> [EXERCISE]: Copy the lines of the data below exactly, from the line with "Where can the bird's eye" up to and including the line with "pixel 432 431".

# start of DATASET

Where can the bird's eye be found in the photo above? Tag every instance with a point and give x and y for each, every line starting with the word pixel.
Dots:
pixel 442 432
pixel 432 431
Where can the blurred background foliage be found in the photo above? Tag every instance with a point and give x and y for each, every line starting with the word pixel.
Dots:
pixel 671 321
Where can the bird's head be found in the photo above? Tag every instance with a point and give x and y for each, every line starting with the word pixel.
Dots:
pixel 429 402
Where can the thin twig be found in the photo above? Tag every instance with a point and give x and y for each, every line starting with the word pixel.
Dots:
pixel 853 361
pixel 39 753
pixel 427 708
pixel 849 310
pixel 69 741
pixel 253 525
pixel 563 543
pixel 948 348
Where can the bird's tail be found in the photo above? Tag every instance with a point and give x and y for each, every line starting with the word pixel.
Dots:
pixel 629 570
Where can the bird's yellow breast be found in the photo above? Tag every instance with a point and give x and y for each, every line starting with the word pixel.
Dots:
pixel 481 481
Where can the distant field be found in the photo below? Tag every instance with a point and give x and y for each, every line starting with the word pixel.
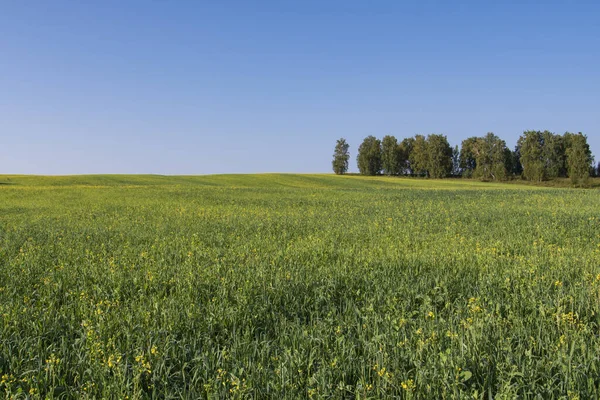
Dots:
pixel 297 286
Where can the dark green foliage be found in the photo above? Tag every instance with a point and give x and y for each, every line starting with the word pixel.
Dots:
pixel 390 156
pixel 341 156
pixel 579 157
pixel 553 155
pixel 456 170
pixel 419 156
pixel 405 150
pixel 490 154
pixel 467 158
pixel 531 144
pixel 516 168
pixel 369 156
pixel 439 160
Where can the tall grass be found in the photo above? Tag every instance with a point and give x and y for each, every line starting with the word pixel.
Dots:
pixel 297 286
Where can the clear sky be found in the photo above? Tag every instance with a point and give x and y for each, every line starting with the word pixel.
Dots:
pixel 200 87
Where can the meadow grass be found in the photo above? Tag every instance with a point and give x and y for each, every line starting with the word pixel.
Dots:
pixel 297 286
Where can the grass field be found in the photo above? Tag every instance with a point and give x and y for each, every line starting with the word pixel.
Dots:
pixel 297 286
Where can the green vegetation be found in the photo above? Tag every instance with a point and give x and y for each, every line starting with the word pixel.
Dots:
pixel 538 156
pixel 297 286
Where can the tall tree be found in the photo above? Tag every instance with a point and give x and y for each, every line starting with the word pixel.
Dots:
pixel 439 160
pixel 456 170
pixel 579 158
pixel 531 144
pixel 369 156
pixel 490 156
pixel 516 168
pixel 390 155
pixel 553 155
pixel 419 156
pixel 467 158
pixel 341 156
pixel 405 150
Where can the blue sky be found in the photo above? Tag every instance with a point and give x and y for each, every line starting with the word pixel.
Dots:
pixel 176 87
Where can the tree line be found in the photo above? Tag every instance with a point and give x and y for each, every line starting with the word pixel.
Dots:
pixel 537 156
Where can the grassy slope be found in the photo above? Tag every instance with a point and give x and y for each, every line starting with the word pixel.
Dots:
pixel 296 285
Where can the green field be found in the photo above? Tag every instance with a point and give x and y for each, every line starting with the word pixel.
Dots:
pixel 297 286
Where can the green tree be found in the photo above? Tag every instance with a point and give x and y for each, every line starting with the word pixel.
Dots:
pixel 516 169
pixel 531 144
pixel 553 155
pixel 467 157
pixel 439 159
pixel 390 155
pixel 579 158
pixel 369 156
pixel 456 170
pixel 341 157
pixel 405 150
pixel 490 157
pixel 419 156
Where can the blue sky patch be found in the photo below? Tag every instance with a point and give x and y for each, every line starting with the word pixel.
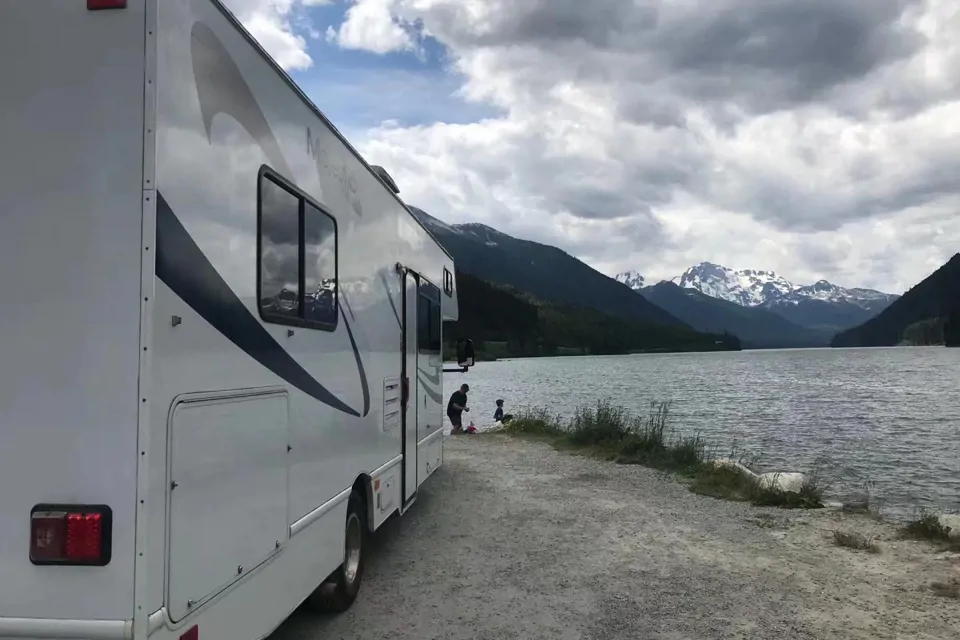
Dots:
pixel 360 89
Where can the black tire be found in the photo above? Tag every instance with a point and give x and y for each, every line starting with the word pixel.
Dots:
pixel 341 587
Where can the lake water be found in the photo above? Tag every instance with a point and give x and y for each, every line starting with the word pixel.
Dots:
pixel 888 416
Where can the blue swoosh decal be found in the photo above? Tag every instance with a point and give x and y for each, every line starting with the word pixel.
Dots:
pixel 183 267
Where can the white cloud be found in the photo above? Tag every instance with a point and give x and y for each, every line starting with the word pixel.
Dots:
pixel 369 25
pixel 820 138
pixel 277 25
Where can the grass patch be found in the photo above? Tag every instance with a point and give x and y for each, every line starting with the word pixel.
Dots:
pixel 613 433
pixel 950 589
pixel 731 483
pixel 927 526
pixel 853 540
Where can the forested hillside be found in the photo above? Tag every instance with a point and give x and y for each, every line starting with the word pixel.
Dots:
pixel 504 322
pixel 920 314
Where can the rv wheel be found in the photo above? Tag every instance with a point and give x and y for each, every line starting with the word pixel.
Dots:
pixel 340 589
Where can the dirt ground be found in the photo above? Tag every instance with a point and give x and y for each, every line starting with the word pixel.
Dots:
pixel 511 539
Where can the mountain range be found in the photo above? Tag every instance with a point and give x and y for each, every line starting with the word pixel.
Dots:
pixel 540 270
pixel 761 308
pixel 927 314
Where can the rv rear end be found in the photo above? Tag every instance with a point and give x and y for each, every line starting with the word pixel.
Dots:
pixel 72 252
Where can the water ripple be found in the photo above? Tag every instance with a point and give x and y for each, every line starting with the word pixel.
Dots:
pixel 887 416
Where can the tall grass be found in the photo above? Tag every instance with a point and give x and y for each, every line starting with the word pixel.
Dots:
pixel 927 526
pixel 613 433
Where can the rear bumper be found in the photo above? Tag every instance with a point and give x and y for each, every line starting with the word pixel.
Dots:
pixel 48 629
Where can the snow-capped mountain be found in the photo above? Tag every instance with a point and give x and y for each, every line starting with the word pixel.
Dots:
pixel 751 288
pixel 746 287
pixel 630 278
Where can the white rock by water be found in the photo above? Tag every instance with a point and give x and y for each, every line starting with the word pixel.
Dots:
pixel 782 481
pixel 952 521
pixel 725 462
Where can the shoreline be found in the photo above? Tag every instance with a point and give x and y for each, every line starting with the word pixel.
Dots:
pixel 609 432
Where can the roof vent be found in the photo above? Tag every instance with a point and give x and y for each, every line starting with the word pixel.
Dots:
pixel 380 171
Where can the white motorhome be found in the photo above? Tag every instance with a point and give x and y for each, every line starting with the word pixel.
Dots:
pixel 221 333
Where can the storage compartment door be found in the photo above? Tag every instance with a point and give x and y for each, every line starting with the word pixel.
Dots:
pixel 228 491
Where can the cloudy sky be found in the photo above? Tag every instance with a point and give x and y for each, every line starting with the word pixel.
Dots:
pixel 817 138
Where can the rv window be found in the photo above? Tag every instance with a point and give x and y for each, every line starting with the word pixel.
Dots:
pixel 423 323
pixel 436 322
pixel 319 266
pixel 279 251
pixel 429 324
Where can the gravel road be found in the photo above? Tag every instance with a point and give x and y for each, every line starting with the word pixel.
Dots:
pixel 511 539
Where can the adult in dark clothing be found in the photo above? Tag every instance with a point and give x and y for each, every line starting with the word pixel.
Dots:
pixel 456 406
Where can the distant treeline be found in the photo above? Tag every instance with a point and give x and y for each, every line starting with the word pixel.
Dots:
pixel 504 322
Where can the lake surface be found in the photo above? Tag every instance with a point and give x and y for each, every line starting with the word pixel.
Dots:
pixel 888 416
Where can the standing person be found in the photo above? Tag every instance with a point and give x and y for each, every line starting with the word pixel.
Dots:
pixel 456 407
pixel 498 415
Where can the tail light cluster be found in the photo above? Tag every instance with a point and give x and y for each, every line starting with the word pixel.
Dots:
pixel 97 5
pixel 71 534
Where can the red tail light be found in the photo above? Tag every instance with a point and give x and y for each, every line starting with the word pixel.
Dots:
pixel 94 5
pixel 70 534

# end of DATASET
# start of DATASET

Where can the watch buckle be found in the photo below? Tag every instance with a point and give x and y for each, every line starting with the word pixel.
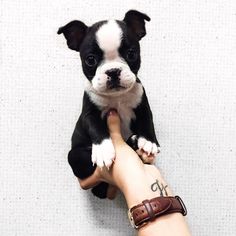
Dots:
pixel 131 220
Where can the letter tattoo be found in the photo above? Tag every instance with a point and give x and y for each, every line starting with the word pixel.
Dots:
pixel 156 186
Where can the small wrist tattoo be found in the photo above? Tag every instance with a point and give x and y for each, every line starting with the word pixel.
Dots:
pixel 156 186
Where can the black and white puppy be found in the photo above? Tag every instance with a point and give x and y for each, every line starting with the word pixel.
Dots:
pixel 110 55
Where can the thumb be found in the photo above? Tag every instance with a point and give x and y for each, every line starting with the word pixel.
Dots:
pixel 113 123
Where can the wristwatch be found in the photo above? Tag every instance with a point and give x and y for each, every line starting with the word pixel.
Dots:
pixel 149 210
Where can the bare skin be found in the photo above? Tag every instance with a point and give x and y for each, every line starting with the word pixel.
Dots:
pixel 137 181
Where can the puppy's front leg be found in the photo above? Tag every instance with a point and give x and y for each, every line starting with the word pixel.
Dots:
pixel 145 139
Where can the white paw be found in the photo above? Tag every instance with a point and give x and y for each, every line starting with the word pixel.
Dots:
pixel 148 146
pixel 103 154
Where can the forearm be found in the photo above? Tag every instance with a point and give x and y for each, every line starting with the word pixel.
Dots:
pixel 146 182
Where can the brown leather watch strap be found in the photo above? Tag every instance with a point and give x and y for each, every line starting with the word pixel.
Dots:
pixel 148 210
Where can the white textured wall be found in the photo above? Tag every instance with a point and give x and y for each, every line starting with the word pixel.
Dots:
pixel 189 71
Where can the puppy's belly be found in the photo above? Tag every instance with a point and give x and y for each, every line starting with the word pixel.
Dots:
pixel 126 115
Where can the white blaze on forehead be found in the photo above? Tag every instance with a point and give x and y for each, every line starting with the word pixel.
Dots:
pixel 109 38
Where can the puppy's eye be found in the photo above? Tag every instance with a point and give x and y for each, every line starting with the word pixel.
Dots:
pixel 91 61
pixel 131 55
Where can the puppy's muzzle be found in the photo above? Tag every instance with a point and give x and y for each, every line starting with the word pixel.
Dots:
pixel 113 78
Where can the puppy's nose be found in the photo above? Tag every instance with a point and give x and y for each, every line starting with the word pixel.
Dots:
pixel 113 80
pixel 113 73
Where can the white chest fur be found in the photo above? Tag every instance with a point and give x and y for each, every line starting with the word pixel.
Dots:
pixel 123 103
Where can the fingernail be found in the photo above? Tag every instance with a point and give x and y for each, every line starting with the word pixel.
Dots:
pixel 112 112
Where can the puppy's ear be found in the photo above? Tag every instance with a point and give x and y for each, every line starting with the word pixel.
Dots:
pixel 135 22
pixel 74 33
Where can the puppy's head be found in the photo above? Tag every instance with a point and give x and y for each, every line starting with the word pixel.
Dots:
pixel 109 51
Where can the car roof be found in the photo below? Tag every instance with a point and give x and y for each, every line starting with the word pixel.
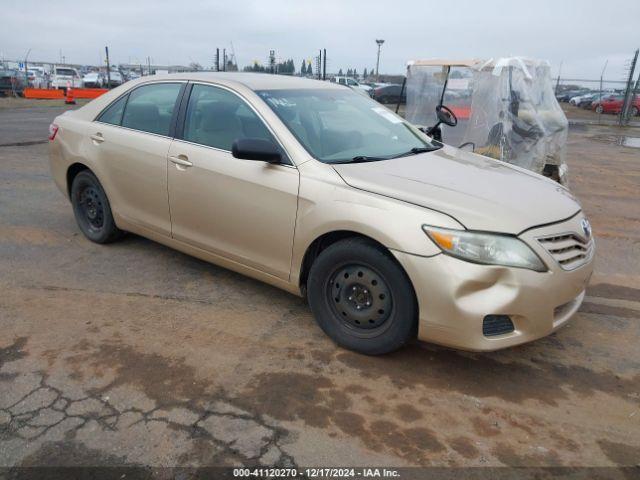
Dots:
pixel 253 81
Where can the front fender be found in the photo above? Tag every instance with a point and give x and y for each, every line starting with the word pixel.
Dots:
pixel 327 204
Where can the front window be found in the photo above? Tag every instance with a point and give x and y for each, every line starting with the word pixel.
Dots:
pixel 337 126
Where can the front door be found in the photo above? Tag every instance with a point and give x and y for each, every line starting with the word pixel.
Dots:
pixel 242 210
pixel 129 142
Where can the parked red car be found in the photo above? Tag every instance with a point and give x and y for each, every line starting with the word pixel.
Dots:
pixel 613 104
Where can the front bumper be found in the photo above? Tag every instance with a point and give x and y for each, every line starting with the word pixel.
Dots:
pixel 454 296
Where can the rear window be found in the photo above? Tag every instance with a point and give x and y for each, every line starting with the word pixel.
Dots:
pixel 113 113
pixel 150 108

# end of DATASET

> [FULL ANSWER]:
Where can the bird's eye be found in the photo above? Tag every instance with a point and give x and y for each, every line starting with the word pixel.
Dots:
pixel 442 432
pixel 432 431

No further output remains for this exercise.